◆ ПИСЬМЕННОЕ ЗАДАНИЕ 1 ◆
Пожалуйста, определите, согласуются ли с приведённой ниже статьёй о Накашидзе утверждения (а), (б) и (в). Ответьте «да» или «нет» и приведите точную цитату из статьи, которая это решает.
(а) Накашидзе окончил Санкт-Петербургский университет в 1869 году.
(б) Службу Накашидзе начал в Тифлисе.
(в) Членом Бакинского окружного суда Накашидзе состоял до 1885 года.

◆ ВЫБРАННЫЙ ФРАГМЕНТ ◆
Накашидзе, Михаил Александрович (бакинский губернатор)

Поделись знанием:
Перейти к: навигация, поиск
К:Википедия:Статьи без источников (тип: не указан)
Михаил Александрович Накашидзе
 
Рождение: 1844(1844)
Российская империя Российская империя
Смерть: 11 мая 1905(1905-05-11)
Российская империя Российская империя, Баку
 
Военная служба
Принадлежность: Российская империя Российская империя
Звание: действительный статский советник
Командовал: Бакинский губернатор
 
Награды:

Накаши́дзе, Михаил Александрович (1 января 1844 года, — 11 мая 1905 года, Баку) — князь Российской империи, бакинский губернатор. Убит армянским дашнаком в отместку за попустительство Бакинской резне.





Биография

Начало карьеры

Происходил из Гурийского княжеского рода Накашидзе. В 1869 году Михаил Накашидзе окончил Санкт-Петербургский университет по юридическому факультету и был выпущен со степенью кандидата права. Службу Накашидзе начал в Баку, в должности помощника мирового судьи. Прослужив в этой должности два года, назначен был сначала Шемахинским, а потом и Ленкоранским мировым судьёй. В 1873 году стал членом Бакинского окружного суда, в каковой должности состоял до 1880 года. В 1880 году Накашидзе оставил службу по министерству юстиции и перешёл в министерство внутренних дел с назначением на должность правителя канцелярии начальника Дагестанской области. Участвовал в комиссии по пересмотру устава о воинской повинности 1874 года по случаю введения всеобщей воинской повинности между инородцами Северного Кавказа.

◆ Исходные записи ◆
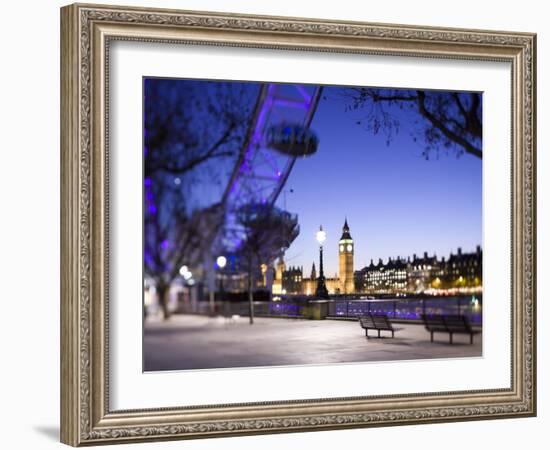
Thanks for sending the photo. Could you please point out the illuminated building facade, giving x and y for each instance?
(292, 281)
(460, 272)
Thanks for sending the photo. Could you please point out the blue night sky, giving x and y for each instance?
(397, 203)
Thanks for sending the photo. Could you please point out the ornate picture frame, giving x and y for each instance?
(87, 32)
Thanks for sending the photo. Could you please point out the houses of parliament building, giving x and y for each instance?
(291, 280)
(461, 272)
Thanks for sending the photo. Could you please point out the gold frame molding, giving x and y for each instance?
(86, 31)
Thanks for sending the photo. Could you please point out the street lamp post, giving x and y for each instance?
(221, 261)
(321, 291)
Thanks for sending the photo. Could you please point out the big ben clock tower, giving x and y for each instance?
(345, 252)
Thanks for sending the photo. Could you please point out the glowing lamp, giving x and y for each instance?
(221, 261)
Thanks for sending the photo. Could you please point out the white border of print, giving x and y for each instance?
(132, 389)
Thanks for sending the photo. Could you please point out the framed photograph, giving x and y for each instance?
(276, 225)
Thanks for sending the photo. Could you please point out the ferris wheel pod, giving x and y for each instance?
(292, 140)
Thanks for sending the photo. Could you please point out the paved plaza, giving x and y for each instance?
(199, 342)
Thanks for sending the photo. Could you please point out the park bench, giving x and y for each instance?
(452, 324)
(378, 322)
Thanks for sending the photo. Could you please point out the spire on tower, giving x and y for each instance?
(345, 230)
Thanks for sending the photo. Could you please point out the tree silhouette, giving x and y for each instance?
(446, 120)
(269, 231)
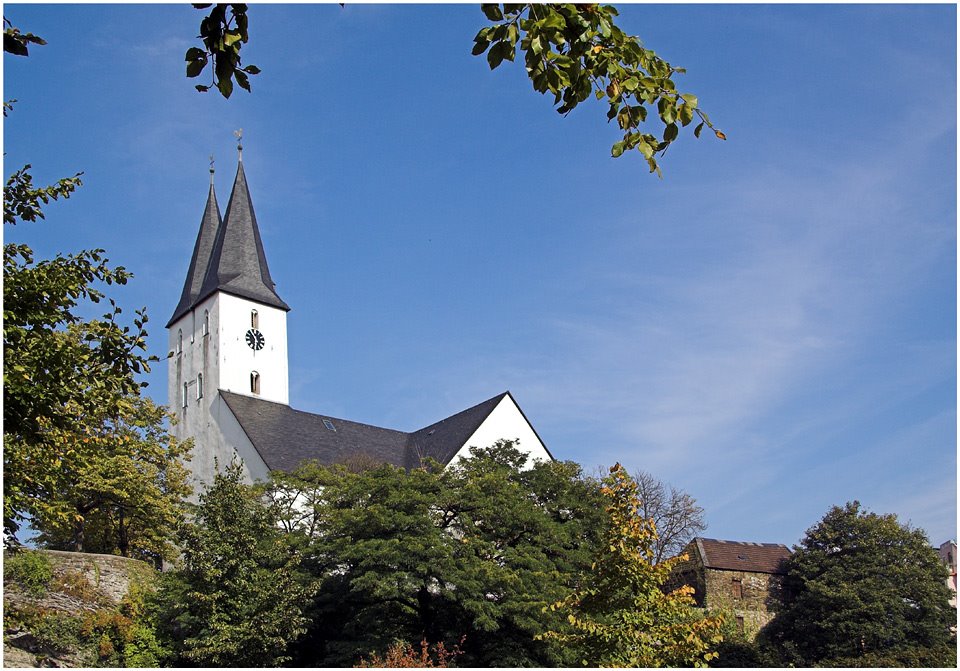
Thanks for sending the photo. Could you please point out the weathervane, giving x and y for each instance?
(239, 134)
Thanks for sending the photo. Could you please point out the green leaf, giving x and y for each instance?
(492, 11)
(194, 68)
(242, 79)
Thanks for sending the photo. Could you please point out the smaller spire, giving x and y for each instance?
(239, 134)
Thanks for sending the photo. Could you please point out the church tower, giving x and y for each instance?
(227, 333)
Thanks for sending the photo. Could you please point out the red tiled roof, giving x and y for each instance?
(737, 556)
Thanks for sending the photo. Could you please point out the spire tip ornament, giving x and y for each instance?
(239, 134)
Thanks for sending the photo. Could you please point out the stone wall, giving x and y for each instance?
(80, 584)
(755, 597)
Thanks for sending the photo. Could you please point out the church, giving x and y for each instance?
(228, 372)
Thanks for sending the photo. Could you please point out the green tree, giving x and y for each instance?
(573, 51)
(619, 613)
(477, 549)
(127, 494)
(61, 372)
(859, 586)
(238, 599)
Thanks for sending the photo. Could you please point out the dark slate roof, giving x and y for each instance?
(201, 256)
(738, 556)
(285, 437)
(238, 264)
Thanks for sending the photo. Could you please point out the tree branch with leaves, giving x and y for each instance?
(573, 51)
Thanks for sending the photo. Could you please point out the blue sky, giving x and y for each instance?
(771, 326)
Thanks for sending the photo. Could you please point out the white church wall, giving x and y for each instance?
(237, 360)
(196, 357)
(506, 422)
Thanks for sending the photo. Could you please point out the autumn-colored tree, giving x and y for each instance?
(620, 614)
(125, 494)
(863, 589)
(478, 548)
(238, 598)
(572, 51)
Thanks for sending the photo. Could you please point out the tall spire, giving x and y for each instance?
(201, 254)
(238, 264)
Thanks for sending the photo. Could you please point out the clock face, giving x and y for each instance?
(255, 339)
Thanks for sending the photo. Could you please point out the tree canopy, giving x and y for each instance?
(863, 586)
(127, 494)
(573, 51)
(61, 372)
(621, 612)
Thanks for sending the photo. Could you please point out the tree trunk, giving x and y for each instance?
(123, 534)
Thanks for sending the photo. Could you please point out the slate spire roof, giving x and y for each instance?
(740, 556)
(201, 256)
(238, 264)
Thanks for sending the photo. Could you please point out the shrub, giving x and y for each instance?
(29, 569)
(402, 655)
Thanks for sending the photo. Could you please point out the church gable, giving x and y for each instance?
(285, 438)
(505, 421)
(228, 373)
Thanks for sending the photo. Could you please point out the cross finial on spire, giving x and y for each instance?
(239, 134)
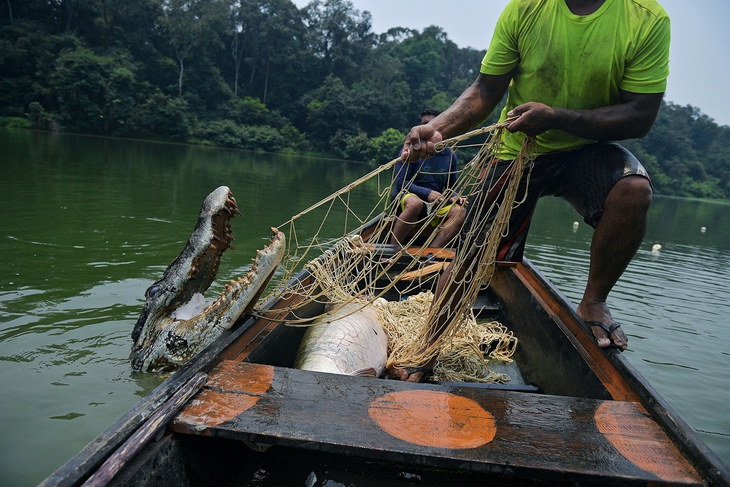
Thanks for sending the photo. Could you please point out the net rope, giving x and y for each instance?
(324, 240)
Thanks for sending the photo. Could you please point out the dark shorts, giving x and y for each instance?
(582, 177)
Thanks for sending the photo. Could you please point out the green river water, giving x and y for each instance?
(86, 224)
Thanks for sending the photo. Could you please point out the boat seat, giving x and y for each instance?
(441, 426)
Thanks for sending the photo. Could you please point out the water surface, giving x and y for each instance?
(88, 223)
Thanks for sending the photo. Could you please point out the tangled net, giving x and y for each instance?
(344, 267)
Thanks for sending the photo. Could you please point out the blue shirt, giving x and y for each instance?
(423, 176)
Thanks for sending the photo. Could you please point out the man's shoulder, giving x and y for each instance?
(651, 6)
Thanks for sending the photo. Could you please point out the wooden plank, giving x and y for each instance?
(473, 429)
(141, 437)
(423, 271)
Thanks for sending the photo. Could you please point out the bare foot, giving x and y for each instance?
(607, 331)
(414, 374)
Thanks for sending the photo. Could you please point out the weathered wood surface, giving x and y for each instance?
(134, 444)
(481, 430)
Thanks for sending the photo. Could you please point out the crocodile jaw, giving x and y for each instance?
(163, 343)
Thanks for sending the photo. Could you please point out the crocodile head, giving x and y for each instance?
(176, 323)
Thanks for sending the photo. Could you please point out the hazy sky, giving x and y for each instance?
(699, 54)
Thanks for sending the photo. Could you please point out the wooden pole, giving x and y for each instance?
(139, 438)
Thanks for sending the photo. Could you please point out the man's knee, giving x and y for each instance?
(632, 191)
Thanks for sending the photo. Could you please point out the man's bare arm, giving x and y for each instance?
(632, 118)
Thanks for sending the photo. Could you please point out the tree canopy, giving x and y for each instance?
(266, 75)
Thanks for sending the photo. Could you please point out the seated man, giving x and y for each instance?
(419, 188)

◆ ПИСЬМЕННОЕ ЗАДАНИЕ 2 ◆
Покажите все строки записей выше, в которых встречается слово «blue». Регистр букв учитывается.

◆ РЕЗУЛЬТАТ УПРАЖНЕНИЯ 1 ◆
(а) Да: «В 1869 году Михаил Накашидзе окончил Санкт-Петербургский университет».
(б) Нет: «Службу Накашидзе начал в Баку».
(в) Нет: «в каковой должности состоял до 1880 года».

◆ РЕЗУЛЬТАТ УПРАЖНЕНИЯ 2 ◆
Thanks for sending the photo. Could you please point out the blue night sky, giving x and y for each instance?
Thanks for sending the photo. Could you please point out the blue sky, giving x and y for each instance?
Thanks for sending the photo. Could you please point out the blue shirt, giving x and y for each instance?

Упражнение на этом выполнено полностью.